>> START Records provided

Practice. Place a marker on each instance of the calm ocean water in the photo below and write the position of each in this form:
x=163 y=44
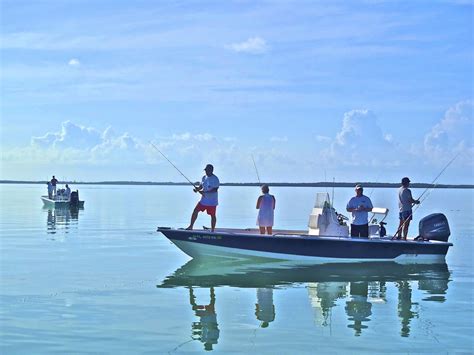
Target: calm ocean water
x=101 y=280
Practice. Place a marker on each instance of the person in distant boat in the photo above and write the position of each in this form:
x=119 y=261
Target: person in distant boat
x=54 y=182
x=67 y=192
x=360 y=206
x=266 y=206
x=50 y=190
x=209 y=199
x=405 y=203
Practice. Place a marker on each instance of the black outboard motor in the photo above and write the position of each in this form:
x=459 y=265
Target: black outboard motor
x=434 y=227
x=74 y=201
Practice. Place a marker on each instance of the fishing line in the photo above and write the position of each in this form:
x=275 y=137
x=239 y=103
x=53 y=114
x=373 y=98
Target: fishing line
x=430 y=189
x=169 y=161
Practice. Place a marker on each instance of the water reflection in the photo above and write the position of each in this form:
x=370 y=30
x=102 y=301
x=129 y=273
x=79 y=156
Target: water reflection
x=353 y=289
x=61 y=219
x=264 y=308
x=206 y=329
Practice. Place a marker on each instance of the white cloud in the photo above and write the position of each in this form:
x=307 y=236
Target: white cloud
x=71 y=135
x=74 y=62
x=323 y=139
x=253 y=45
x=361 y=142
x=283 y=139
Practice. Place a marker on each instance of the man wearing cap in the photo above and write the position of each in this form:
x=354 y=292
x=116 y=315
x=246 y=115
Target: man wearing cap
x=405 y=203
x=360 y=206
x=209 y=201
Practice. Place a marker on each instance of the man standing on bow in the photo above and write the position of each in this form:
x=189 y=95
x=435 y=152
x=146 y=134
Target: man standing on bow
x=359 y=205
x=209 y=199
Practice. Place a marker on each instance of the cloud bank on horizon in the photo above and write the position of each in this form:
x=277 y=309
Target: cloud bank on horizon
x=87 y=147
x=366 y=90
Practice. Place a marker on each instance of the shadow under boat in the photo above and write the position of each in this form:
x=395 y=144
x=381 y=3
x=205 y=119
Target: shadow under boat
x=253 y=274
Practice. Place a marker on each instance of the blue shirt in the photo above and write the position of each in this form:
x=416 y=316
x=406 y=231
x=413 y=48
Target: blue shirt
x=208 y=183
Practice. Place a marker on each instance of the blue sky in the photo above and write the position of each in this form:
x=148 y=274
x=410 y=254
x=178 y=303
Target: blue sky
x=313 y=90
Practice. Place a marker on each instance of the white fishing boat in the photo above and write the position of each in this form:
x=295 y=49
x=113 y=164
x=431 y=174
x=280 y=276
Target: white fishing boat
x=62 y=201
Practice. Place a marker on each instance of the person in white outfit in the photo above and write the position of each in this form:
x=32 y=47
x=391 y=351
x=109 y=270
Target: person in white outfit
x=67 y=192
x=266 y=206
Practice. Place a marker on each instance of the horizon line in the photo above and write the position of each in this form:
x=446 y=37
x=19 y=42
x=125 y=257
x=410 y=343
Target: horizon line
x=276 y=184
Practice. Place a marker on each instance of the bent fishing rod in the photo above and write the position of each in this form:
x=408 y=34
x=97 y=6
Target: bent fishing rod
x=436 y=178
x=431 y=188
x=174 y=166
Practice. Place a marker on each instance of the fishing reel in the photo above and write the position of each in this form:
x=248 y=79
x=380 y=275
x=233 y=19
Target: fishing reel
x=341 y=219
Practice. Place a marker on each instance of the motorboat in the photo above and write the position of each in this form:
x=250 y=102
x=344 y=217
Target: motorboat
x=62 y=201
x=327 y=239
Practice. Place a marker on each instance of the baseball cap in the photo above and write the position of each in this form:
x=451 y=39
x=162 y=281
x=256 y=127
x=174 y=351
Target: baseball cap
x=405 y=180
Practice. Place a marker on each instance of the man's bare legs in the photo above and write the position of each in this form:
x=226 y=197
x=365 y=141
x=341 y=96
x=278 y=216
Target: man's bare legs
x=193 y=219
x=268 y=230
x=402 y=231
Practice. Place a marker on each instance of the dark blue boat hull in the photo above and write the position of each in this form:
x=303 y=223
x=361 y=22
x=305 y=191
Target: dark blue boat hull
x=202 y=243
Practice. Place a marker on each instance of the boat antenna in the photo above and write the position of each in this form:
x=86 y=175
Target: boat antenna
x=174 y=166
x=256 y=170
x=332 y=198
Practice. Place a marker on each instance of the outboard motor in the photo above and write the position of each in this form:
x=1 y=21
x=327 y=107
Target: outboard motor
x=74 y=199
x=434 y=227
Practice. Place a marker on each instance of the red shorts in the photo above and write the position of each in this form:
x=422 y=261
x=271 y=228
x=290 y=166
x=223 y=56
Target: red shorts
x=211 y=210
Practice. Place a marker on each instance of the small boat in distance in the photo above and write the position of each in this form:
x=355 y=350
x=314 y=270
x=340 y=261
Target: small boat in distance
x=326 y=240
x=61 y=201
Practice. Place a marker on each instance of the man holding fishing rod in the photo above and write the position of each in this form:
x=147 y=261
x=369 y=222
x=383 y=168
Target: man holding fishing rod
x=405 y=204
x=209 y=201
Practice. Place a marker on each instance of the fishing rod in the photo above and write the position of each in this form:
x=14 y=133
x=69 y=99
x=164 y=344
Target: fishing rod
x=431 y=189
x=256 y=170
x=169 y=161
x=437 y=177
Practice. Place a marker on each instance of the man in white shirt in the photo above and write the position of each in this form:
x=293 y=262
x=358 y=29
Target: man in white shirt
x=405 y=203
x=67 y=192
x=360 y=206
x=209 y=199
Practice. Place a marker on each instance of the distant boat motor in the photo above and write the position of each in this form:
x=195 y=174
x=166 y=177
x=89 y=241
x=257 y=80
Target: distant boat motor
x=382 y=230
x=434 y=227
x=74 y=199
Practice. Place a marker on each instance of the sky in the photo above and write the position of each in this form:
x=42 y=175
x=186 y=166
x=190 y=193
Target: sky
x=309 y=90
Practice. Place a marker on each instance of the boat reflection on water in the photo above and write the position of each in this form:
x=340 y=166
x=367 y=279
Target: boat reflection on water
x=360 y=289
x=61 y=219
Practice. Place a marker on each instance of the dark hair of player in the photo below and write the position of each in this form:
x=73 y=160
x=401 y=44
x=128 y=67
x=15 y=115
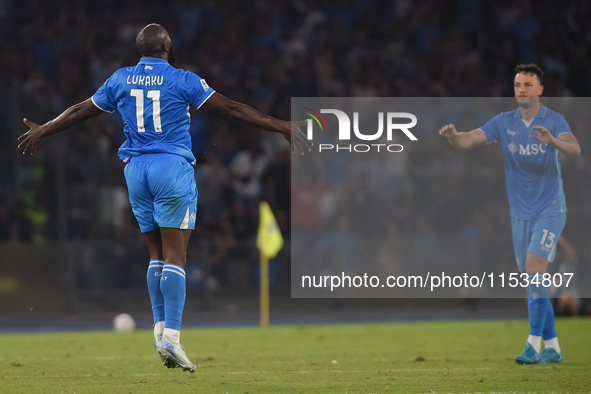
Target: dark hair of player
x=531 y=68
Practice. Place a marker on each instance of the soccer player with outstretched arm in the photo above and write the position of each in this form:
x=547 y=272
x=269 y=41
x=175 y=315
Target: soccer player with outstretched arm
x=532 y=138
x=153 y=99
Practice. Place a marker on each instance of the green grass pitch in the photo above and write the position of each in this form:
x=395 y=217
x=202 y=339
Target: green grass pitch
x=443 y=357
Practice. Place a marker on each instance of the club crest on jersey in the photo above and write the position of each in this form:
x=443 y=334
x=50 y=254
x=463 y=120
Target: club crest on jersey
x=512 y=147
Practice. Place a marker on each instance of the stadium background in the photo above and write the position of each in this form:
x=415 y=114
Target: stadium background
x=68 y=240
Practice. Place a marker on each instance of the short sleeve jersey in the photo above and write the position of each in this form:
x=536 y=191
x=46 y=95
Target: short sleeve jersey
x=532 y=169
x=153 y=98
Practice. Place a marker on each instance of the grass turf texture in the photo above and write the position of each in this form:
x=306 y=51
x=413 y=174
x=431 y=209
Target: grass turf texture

>> END Records provided

▸ Task directions
Output the lines of the entries unchanged, from the line containing "Practice. Place a marker on each instance of the cloud" down to the line containing "x=208 y=183", including both of those lines.

▸ Response to the task
Practice. Place a marker on each instance of the cloud bank on horizon in the photo above and write the position of each in this form:
x=277 y=309
Target: cloud bank on horizon
x=87 y=147
x=366 y=90
Practice. Place a marker on each instance of the shadow under boat in the photo above and write the position of each in this form:
x=395 y=144
x=381 y=3
x=205 y=119
Target: shadow under boat
x=253 y=274
Practice. Place a marker on each instance of the blue shirt in the photo above and write the position of each in this form:
x=416 y=316
x=406 y=231
x=413 y=48
Target: blue shirt
x=208 y=183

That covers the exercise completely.